--- begin ---

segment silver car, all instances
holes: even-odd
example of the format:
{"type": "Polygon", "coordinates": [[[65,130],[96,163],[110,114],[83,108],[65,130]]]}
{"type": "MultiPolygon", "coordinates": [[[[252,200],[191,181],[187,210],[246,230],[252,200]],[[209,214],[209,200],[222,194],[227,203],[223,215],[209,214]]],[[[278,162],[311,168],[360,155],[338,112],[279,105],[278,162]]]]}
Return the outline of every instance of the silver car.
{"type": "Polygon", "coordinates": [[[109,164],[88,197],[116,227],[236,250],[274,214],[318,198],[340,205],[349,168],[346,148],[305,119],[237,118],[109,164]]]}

--- end ---
--- begin ---

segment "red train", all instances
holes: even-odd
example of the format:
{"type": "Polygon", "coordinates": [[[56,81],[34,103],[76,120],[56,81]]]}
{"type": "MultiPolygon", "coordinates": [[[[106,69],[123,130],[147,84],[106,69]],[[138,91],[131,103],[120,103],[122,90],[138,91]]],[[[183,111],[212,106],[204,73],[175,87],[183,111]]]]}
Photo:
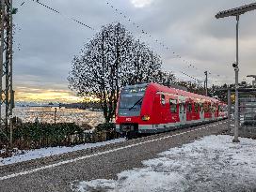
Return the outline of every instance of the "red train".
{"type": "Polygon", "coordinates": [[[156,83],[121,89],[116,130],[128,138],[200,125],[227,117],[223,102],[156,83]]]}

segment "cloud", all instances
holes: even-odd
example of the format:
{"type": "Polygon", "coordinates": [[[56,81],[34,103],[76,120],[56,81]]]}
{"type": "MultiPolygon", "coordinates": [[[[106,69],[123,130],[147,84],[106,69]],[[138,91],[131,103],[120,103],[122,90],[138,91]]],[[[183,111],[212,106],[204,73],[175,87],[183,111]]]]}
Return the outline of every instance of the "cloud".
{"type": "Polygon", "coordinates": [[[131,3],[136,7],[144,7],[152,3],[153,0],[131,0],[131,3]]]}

--- end ---

**WRITTEN EXERCISE:** Pick out each line above that contains the word "instances", and copy those lines in order.

**SOLUTION TO THIS PROBLEM:**
segment silver car, all instances
segment "red train", all instances
segment "cloud", all instances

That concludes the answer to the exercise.